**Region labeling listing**
%%

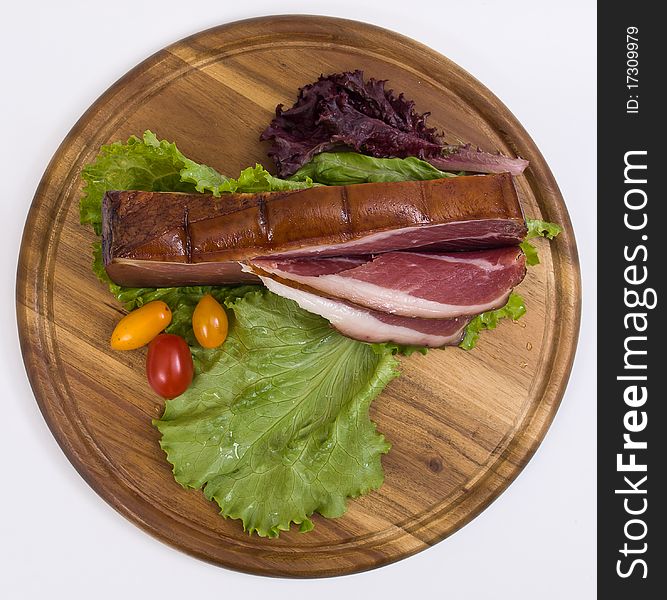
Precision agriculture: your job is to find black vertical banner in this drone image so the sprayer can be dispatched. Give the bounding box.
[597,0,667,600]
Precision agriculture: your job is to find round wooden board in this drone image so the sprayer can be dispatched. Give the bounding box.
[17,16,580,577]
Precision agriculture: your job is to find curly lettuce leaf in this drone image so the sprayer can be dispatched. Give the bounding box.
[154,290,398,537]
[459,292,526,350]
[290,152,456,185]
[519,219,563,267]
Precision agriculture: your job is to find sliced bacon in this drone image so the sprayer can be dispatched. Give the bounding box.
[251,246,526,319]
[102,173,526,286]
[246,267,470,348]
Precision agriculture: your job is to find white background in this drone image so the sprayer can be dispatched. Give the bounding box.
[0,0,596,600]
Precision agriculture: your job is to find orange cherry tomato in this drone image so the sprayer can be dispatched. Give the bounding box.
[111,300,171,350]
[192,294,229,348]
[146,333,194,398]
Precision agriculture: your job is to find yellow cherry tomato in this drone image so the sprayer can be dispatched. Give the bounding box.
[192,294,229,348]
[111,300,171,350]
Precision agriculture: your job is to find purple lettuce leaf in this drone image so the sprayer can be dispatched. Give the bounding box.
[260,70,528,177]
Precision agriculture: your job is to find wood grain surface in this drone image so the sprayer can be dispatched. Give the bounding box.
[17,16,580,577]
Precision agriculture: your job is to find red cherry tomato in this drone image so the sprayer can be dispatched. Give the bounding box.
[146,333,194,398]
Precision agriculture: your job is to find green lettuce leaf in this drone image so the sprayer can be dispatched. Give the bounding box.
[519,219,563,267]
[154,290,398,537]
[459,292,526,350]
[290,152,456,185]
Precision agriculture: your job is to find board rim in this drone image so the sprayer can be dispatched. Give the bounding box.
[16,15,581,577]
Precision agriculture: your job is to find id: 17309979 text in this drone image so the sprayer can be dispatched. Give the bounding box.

%%

**Stated exercise**
Pick out every line in the listing above that contains the word "cherry" and copy each one.

**Answer to the problem**
Precision agriculture: your job is to find orange cherry tomato in this drone image so the sprayer can be dispatched. Give the bounding box.
Precision agriculture: your job is to find yellow cherry tomato in this drone image so the sprayer can be dispatched. Give the bounding box.
Precision agriculture: your job is to find red cherry tomato in this drone image so the sprayer can be dispatched. Give the bounding box.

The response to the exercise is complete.